Excerpts of annotation records:
[Begin]

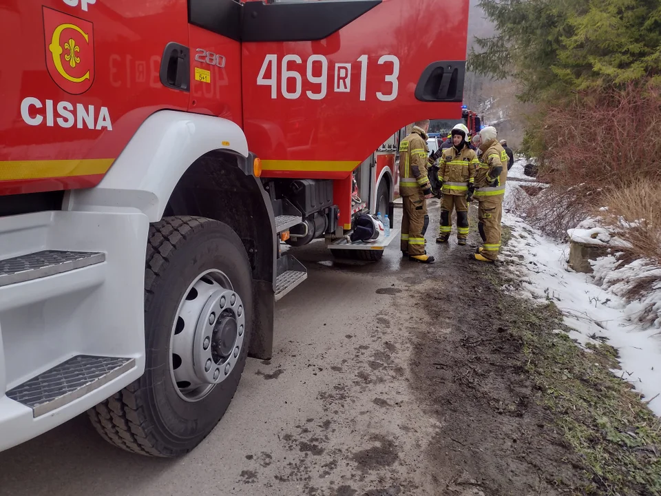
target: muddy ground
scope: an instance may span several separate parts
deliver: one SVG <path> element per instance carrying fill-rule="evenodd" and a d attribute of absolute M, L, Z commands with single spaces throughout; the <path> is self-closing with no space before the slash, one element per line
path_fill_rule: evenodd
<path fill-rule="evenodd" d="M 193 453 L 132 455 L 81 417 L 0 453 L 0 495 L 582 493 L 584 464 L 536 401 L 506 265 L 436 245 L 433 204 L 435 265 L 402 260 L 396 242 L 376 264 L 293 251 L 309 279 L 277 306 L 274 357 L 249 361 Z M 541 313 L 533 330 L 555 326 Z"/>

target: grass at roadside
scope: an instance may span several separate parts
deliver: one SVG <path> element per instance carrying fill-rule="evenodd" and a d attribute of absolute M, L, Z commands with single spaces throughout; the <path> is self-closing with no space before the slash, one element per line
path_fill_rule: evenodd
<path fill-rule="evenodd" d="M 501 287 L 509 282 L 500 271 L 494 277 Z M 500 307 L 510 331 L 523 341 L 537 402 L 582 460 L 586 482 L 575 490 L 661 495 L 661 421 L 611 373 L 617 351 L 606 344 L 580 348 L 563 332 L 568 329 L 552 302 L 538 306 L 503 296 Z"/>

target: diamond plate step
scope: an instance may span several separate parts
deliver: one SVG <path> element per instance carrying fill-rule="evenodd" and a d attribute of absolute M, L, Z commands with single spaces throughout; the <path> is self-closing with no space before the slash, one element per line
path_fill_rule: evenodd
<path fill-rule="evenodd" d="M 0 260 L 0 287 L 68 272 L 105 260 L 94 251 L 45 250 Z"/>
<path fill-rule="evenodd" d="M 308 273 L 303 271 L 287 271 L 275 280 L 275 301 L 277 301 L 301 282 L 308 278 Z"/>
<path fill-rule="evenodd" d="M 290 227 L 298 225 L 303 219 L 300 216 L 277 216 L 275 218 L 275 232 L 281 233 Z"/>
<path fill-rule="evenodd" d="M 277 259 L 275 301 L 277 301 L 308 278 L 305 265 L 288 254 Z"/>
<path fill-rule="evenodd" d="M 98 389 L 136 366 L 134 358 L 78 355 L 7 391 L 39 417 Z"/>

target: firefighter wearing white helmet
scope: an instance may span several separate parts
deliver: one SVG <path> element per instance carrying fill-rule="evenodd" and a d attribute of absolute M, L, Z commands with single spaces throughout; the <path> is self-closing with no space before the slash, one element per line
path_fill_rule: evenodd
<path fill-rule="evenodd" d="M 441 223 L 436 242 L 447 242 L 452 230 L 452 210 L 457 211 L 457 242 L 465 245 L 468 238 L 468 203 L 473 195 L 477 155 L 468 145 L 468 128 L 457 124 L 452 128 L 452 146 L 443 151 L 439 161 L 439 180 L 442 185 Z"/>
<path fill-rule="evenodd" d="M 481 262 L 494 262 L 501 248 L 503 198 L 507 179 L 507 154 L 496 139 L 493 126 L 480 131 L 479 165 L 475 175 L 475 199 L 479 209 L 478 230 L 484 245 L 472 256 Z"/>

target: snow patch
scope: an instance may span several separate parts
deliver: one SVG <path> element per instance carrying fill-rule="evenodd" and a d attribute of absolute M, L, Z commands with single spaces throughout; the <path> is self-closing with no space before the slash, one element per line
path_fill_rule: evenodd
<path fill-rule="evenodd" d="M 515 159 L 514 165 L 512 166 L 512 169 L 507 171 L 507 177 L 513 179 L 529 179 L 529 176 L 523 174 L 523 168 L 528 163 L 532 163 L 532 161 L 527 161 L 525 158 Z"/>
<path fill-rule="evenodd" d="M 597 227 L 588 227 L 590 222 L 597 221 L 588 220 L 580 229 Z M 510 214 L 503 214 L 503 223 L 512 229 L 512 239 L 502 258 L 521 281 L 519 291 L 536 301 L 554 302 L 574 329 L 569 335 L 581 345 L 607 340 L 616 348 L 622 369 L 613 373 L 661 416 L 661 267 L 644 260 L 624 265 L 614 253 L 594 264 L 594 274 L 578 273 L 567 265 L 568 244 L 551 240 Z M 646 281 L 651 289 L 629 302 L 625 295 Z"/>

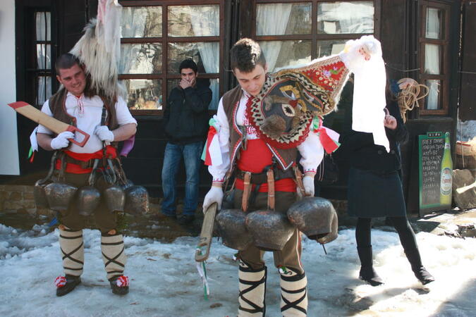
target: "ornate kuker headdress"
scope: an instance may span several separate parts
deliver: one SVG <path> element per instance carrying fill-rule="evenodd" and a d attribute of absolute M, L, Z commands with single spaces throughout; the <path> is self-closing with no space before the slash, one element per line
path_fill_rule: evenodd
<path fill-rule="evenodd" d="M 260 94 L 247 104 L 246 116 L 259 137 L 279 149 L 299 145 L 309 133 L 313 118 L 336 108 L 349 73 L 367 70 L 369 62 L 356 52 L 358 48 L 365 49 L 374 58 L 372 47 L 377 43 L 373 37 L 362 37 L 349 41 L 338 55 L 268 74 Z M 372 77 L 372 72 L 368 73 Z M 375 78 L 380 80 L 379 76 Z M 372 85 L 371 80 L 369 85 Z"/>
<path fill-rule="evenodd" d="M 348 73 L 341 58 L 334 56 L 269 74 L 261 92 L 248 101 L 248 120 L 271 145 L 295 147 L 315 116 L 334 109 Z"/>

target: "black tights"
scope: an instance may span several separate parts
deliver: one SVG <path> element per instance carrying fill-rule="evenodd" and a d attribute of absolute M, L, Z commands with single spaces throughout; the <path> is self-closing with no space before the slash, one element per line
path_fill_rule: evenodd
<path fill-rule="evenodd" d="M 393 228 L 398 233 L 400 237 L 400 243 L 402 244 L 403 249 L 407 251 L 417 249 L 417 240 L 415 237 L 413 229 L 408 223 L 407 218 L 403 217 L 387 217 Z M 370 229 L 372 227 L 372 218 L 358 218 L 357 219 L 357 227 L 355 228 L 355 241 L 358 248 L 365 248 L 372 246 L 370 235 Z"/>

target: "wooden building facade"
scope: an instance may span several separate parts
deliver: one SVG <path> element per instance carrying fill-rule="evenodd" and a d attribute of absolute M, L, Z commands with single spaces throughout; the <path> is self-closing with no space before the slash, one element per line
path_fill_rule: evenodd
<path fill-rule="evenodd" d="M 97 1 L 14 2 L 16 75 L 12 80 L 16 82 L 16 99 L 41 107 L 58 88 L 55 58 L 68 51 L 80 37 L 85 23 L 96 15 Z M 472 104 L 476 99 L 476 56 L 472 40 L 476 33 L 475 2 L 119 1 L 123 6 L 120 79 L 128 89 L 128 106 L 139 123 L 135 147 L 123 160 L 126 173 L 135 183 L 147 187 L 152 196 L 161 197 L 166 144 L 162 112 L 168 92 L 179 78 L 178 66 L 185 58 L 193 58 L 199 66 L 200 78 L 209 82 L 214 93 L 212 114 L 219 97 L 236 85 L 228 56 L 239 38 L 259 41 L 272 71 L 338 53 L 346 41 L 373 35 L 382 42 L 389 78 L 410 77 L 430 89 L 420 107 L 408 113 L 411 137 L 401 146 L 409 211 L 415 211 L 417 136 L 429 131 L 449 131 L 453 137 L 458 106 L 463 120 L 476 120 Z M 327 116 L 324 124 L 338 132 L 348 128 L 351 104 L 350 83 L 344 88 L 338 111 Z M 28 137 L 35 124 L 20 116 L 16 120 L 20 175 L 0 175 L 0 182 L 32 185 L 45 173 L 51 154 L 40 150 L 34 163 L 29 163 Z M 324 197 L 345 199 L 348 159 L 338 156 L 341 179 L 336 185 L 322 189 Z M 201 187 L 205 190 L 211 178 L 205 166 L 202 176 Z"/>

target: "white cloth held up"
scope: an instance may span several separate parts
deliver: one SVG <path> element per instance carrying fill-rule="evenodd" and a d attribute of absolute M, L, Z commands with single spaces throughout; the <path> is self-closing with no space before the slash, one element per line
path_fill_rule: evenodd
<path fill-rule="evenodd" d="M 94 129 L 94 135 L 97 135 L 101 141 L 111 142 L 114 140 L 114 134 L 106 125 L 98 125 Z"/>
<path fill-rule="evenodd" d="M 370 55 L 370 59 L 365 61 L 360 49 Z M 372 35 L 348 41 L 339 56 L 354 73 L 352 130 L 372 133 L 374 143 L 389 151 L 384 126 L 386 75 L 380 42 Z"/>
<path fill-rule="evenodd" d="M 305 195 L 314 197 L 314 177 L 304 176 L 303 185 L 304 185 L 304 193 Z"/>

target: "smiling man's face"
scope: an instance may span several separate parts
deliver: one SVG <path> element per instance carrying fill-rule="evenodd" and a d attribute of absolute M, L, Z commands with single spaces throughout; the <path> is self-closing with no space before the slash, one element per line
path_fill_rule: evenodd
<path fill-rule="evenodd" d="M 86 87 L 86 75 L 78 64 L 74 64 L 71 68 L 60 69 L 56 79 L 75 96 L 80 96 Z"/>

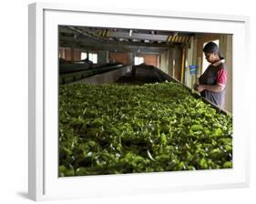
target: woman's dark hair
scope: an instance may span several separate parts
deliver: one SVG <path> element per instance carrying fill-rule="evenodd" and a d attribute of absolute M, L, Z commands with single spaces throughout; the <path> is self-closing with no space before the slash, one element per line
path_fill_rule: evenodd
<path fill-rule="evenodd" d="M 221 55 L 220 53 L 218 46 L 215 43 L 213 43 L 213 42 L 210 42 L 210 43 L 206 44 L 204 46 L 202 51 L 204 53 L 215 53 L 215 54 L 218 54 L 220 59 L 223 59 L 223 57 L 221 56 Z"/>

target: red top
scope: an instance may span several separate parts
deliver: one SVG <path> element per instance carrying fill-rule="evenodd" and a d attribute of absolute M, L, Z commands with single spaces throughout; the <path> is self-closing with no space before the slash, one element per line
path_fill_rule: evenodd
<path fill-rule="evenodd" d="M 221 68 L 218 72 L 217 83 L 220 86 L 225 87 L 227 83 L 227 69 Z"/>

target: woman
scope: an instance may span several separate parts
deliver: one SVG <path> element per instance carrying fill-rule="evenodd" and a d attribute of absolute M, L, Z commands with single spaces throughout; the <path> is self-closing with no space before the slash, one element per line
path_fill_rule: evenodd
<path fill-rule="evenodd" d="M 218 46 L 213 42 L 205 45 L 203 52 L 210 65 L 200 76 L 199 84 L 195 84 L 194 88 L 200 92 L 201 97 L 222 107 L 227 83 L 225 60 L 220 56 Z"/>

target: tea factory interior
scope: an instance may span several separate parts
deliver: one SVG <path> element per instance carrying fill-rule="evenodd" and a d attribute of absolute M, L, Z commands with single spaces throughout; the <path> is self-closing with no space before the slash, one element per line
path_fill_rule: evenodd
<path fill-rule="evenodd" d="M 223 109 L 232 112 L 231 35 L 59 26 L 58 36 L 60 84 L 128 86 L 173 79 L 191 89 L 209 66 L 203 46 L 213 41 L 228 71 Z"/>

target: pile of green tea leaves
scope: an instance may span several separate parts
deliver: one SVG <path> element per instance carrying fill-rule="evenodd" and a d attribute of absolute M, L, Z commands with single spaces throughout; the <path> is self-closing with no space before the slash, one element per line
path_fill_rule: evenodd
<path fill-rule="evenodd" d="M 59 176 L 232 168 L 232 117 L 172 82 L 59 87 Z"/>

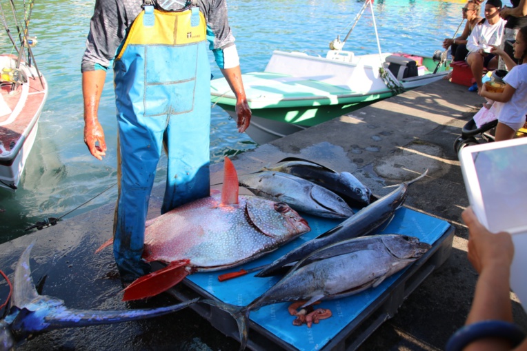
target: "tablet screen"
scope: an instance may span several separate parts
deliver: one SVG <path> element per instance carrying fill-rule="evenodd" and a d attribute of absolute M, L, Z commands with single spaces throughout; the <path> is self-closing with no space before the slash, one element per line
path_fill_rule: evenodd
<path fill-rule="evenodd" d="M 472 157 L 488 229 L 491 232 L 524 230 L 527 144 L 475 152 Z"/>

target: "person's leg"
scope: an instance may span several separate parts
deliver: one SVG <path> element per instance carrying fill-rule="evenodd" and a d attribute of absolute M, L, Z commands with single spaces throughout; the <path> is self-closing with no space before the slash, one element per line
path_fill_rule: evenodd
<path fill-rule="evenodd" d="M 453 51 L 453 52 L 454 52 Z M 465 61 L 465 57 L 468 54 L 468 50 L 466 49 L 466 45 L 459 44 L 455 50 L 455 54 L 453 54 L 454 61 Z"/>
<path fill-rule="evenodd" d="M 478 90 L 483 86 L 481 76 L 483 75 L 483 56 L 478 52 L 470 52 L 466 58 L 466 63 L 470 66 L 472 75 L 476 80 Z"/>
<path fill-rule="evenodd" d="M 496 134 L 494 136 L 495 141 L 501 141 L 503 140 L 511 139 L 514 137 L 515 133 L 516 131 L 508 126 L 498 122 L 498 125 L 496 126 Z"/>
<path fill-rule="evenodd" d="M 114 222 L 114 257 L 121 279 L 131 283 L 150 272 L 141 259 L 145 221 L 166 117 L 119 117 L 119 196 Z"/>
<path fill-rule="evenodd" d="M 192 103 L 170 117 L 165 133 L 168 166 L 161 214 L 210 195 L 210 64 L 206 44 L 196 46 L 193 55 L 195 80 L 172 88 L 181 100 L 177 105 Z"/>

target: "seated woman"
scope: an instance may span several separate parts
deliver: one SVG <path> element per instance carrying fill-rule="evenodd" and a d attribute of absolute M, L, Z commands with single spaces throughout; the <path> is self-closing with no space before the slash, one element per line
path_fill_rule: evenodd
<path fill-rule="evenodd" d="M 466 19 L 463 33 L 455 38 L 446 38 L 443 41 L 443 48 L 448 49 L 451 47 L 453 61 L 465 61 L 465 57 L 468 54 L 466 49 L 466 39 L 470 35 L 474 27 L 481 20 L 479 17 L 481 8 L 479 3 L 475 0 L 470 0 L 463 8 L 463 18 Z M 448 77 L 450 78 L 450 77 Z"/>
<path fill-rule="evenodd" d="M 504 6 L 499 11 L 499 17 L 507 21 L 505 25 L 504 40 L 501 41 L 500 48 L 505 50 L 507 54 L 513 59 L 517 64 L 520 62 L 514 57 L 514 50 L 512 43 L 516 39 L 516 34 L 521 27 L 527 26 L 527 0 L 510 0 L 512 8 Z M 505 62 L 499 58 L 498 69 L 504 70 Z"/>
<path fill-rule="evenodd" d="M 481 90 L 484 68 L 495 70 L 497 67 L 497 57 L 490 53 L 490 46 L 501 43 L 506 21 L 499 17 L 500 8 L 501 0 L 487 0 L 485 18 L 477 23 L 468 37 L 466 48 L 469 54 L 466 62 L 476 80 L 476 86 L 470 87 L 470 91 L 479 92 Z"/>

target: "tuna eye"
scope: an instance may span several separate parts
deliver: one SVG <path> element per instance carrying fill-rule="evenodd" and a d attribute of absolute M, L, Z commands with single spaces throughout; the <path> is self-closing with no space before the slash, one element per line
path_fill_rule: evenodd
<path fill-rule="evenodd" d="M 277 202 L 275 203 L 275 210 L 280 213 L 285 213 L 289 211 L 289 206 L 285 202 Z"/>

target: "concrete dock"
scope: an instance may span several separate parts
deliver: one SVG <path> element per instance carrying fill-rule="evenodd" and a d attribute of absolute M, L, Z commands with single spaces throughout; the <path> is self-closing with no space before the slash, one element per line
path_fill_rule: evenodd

[End]

Reproduce the records from their start through the line holding "501 287 L 509", inclusive, substituting "wet soil" for "muddy ground" and leaving everything else unchanged. Omit the pictures.

CORRECT OUTPUT:
target: wet soil
scope: an instance may span several separate parts
deliver: one SVG <path> element per instance carrying fill-rule="evenodd" and a d attribute of absolute M, L, Z commands with single spaces throughout; the <path> is self-closing with no space before the slash, one element per line
path_fill_rule: evenodd
<path fill-rule="evenodd" d="M 193 453 L 132 455 L 81 417 L 0 453 L 0 495 L 582 493 L 584 464 L 536 401 L 506 265 L 436 245 L 433 204 L 435 265 L 402 260 L 396 242 L 376 264 L 293 251 L 309 279 L 277 306 L 274 357 L 249 361 Z M 541 313 L 533 330 L 555 326 Z"/>

target: grass at roadside
scope: an instance may span several separate parts
deliver: one SVG <path> element per instance carrying fill-rule="evenodd" and a d attribute of absolute M, L, Z commands with single spaces throughout; the <path> is self-closing with no space before the slash, one element per line
path_fill_rule: evenodd
<path fill-rule="evenodd" d="M 501 287 L 509 282 L 500 271 L 494 277 Z M 500 307 L 510 331 L 523 341 L 537 402 L 582 460 L 586 482 L 575 490 L 661 495 L 661 421 L 611 373 L 617 351 L 606 344 L 580 348 L 563 332 L 568 329 L 552 302 L 538 306 L 503 296 Z"/>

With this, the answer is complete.